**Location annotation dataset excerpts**
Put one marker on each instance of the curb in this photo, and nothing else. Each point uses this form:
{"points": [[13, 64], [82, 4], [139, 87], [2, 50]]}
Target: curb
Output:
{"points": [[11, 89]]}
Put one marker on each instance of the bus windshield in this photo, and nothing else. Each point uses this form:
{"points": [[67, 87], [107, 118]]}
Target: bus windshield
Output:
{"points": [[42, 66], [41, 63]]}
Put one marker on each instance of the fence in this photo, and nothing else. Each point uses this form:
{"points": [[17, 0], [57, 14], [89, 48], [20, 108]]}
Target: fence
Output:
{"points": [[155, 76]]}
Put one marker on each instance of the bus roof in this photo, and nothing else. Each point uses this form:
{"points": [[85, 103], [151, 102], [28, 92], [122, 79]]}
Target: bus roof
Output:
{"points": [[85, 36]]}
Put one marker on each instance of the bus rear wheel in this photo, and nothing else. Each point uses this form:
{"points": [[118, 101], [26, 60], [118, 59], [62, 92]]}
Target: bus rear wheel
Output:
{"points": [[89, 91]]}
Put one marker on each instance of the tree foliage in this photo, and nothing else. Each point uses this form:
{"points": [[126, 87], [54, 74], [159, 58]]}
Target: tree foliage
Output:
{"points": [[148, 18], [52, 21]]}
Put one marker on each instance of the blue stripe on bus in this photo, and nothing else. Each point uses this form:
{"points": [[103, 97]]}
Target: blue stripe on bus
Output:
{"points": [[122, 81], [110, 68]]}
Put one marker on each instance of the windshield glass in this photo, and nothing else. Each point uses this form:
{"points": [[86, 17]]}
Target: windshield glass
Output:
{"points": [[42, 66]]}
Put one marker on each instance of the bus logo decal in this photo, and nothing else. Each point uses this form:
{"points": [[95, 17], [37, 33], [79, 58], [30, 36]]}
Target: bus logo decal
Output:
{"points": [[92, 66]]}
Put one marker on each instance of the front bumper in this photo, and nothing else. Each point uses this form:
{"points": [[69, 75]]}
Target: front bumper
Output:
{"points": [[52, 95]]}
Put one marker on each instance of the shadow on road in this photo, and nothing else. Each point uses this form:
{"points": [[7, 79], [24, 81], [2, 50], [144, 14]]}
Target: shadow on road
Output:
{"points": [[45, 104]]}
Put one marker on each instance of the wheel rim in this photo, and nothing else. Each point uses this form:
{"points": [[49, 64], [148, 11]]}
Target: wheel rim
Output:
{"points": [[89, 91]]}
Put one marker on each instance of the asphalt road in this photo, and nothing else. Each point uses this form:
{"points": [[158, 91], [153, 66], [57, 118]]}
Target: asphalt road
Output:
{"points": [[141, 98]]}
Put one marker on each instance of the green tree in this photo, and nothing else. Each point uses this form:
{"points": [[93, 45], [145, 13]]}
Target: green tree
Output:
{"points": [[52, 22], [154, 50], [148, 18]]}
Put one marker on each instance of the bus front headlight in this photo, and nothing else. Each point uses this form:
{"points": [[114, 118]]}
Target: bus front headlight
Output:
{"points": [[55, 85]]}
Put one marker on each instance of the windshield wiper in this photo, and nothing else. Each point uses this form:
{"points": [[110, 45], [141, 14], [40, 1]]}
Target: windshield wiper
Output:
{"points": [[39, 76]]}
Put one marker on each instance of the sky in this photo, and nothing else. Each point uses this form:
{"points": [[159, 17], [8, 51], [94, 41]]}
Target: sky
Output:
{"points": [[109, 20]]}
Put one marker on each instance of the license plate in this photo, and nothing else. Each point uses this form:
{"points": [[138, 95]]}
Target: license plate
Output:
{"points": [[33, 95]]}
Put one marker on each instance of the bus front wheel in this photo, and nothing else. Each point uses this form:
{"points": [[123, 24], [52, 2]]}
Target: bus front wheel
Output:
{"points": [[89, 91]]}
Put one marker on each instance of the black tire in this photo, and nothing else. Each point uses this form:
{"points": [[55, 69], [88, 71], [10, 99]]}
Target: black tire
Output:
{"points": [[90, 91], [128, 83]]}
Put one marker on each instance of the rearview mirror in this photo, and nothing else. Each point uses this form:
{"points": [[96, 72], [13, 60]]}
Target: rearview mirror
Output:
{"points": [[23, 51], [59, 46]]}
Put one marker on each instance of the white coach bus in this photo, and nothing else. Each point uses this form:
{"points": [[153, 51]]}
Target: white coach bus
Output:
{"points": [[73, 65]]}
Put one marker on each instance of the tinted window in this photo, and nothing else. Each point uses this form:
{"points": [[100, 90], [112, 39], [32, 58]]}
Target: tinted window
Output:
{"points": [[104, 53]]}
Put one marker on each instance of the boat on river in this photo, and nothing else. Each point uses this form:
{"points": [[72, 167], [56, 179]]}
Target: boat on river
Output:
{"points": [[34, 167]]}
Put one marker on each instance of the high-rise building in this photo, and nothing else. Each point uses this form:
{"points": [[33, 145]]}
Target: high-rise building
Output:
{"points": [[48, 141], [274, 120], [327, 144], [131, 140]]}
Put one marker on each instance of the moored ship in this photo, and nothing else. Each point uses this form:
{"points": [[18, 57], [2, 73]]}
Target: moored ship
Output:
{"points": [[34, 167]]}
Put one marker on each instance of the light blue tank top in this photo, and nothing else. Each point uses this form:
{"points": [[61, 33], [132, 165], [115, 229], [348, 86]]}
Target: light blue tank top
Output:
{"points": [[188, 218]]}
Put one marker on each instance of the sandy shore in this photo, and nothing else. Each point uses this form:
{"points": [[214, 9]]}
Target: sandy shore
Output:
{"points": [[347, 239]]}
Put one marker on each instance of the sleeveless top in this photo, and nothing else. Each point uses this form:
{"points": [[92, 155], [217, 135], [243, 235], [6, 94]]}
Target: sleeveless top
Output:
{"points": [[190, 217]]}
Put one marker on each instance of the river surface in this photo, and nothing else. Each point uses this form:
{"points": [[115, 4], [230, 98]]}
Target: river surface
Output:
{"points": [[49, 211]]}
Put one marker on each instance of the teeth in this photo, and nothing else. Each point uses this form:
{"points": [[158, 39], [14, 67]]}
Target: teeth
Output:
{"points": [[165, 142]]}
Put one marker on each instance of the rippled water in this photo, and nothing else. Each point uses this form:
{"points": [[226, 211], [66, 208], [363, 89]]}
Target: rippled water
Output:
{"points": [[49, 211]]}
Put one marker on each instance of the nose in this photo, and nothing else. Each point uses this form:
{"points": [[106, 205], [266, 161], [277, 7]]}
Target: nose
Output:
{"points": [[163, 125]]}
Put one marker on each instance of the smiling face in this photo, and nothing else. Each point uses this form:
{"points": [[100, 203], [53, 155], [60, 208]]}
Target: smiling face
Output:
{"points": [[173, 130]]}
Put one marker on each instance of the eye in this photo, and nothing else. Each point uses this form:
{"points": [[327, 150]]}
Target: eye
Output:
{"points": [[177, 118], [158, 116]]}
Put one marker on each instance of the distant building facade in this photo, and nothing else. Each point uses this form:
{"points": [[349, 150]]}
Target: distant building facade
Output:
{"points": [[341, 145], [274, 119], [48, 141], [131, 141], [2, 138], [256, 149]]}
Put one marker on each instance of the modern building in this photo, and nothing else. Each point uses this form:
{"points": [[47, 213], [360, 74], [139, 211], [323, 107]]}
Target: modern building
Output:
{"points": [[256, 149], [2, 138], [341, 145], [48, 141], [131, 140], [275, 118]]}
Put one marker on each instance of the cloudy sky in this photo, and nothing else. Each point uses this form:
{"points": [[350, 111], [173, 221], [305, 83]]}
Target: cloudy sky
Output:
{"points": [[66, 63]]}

**Problem requirements**
Above are the records; retype them all without a single difference.

**Solution for this exercise**
Put one marker on each instance of the curb in this photo, and nothing else. Each point uses this form:
{"points": [[13, 64], [82, 4], [139, 87], [2, 50]]}
Target: curb
Output:
{"points": [[11, 89]]}
Put one marker on each instance of the bus windshield in this photo, and nothing else. Each point uses this form:
{"points": [[67, 87], [107, 118]]}
Target: bus windshield
Output:
{"points": [[42, 66], [41, 63]]}
Put one marker on each instance of the fence in this photo, and nothing else. Each point uses this form:
{"points": [[17, 0], [57, 14], [89, 48], [20, 108]]}
Target: fence
Output:
{"points": [[155, 76]]}
Put one marker on each instance of the bus roof in this photo, and nothing else. Each point uses this form:
{"points": [[85, 103], [151, 102], [28, 92], [122, 79]]}
Target: bus roof
Output:
{"points": [[85, 36]]}
Put one marker on each instance of the bus rear wheel in this photo, and nothing else. Each point uses this form:
{"points": [[118, 101], [26, 60], [118, 59], [62, 92]]}
Target: bus rear wheel
Output:
{"points": [[89, 91]]}
Put one marker on each instance of the tree foliage in this photo, and nothing else. Each point uses this form:
{"points": [[126, 87], [54, 74], [159, 58]]}
Target: tree foliage
Output:
{"points": [[148, 18], [52, 21]]}
Put one marker on each instance of the blue stripe on bus in this photo, and nothing else. Each point uses this form:
{"points": [[103, 97]]}
Target: blue stripe on bus
Output:
{"points": [[122, 81], [110, 68]]}
Put one marker on each instance of the windshield glass in this photo, and nothing else. Each point uses this form:
{"points": [[86, 17]]}
Target: windshield glass
Output:
{"points": [[42, 66]]}
Put one marker on each instance of the bus logo decal in this photo, and nothing else. Each point uses this form:
{"points": [[95, 17], [37, 33], [79, 58], [30, 36]]}
Target: bus logo decal
Output:
{"points": [[92, 66]]}
Put one marker on each instance of the front bumper in this photo, and nothing else. Each point uses this form:
{"points": [[69, 75]]}
Target: front bumper
Output:
{"points": [[52, 95]]}
Put one marker on each instance of the shadow on road in this photo, and nothing else. Each point uses this form:
{"points": [[7, 79], [24, 81], [2, 50], [144, 14]]}
Target: shadow on road
Output:
{"points": [[45, 104]]}
Put one marker on each instance of the wheel rim in this photo, and nothing else. Each point uses this form:
{"points": [[49, 64], [148, 11]]}
Target: wheel rim
Output:
{"points": [[89, 91]]}
Put one marker on each instance of the asphalt road in this photo, and nothing else. Each point uses this form:
{"points": [[158, 91], [153, 66], [57, 118]]}
Target: asphalt road
Output:
{"points": [[141, 98]]}
Put one marker on each instance of the green tree in this photo, and nothing else. Each point uses this form:
{"points": [[93, 45], [145, 13]]}
Target: green tree
Output:
{"points": [[52, 22], [154, 50], [148, 18]]}
Put one marker on each instance of the bus front headlight in this photo, and nothing else. Each point uses this form:
{"points": [[114, 118]]}
Target: bus front headlight
Output:
{"points": [[55, 85]]}
Put one marker on each instance of the windshield wiper in this photo, and nothing else. Each point uses this form:
{"points": [[110, 45], [141, 14], [40, 1]]}
Target: windshield wiper
Output:
{"points": [[39, 76]]}
Put one marker on each instance of the sky in this photo, and nothing else. Each point uses this form:
{"points": [[159, 17], [8, 51], [94, 41]]}
Target: sky
Output:
{"points": [[109, 20]]}
Put one marker on each instance of the license plate in this photo, and nothing else. Each point uses this form:
{"points": [[138, 95]]}
Target: license plate
Output:
{"points": [[33, 95]]}
Put one marker on each instance of the bus front wheel in this photo, and nothing else. Each point uses this form:
{"points": [[123, 24], [52, 2]]}
Target: bus front wheel
Output:
{"points": [[89, 91]]}
Put one marker on each instance of the black tire in this photo, and nothing else. Each point uses this form:
{"points": [[55, 69], [88, 71], [10, 99]]}
Target: black tire
Output:
{"points": [[90, 91], [128, 83]]}
Put one marker on each instance of the rearview mirror in this photo, and nothing else. Each point uses this form:
{"points": [[96, 72], [13, 60]]}
Target: rearview mirror
Output:
{"points": [[23, 51], [59, 46]]}
Put one marker on each instance of the white coach bus in this photo, and nothing else. Each point uses this form:
{"points": [[153, 51]]}
Target: white coach bus
Output:
{"points": [[73, 65]]}
Put one marker on each instance of the tinted window in this photo, and nothing else. Each point uses this form:
{"points": [[100, 90], [112, 39], [32, 58]]}
Target: tinted window
Output:
{"points": [[104, 53]]}
Put one marker on each instance of the boat on river in this photo, and nothing else. Each point uses this form:
{"points": [[72, 167], [56, 179]]}
Target: boat on river
Output:
{"points": [[34, 167]]}
Put one marker on each instance of the high-rise building in this photo, and nothing else. Each point uses this form:
{"points": [[33, 145]]}
Target: high-rise building
Output:
{"points": [[48, 141], [274, 120], [327, 144], [131, 140]]}
Put one marker on each instance of the moored ship in this photo, and nothing else. Each point uses this form:
{"points": [[18, 57], [2, 73]]}
Target: moored ship
Output:
{"points": [[34, 167]]}
Put one marker on each instance of the light blue tank top in this photo, and nothing else. Each point uses this form:
{"points": [[61, 33], [132, 165], [115, 229], [348, 86]]}
Target: light blue tank top
Output:
{"points": [[188, 218]]}
Put one marker on each instance of the sandy shore in this photo, and nothing else. Each point uses this form:
{"points": [[214, 9]]}
Target: sandy shore
Output:
{"points": [[347, 239]]}
Put one marker on each instance of the sleeveless top in this photo, and nothing else. Each point uses this form:
{"points": [[92, 155], [217, 135], [243, 235], [6, 94]]}
Target: sleeveless top
Output:
{"points": [[190, 217]]}
Put one marker on each instance of the river surface in this photo, and nothing else. Each point uses this form:
{"points": [[115, 4], [230, 98]]}
Target: river surface
Output:
{"points": [[49, 211]]}
Put one marker on each instance of the teeth in this photo, and nothing else. Each point uses this form:
{"points": [[158, 39], [14, 67]]}
Target: teeth
Output:
{"points": [[165, 142]]}
Put one marker on each instance of the rippled water in this photo, and nothing else. Each point uses this form:
{"points": [[226, 211], [66, 208], [363, 89]]}
Target: rippled water
Output:
{"points": [[49, 211]]}
Put one marker on each instance of the nose in this photo, and nothing else. Each point uses this form:
{"points": [[106, 205], [266, 161], [277, 7]]}
Target: nose
Output:
{"points": [[163, 125]]}
Put one marker on each instance of the smiling face in this photo, and nothing else. Each point uses this form:
{"points": [[100, 203], [53, 155], [60, 208]]}
Target: smiling face
Output:
{"points": [[173, 130]]}
Put one marker on each instance of the eye in this photo, and nothing else. Each point uses this form:
{"points": [[327, 150]]}
Target: eye
Output:
{"points": [[177, 118], [158, 116]]}
Put one marker on each instance of the distant building facade in this photo, and nothing else. Each point uses this form:
{"points": [[349, 150]]}
Target: distant building facade
Output:
{"points": [[341, 145], [274, 119], [48, 141], [131, 141], [2, 138], [256, 149]]}
Put one marker on each instance of the modern building in this photo, and nothing else. Each point uses this form:
{"points": [[47, 213], [360, 74], [139, 211], [323, 107]]}
Target: modern building
Output:
{"points": [[256, 149], [2, 138], [341, 145], [48, 141], [131, 140], [275, 118]]}
Put one marker on each instance of the cloudy sky in this photo, and nothing else. Each point uses this form:
{"points": [[350, 111], [173, 221], [305, 83]]}
Target: cloudy sky
Output:
{"points": [[66, 63]]}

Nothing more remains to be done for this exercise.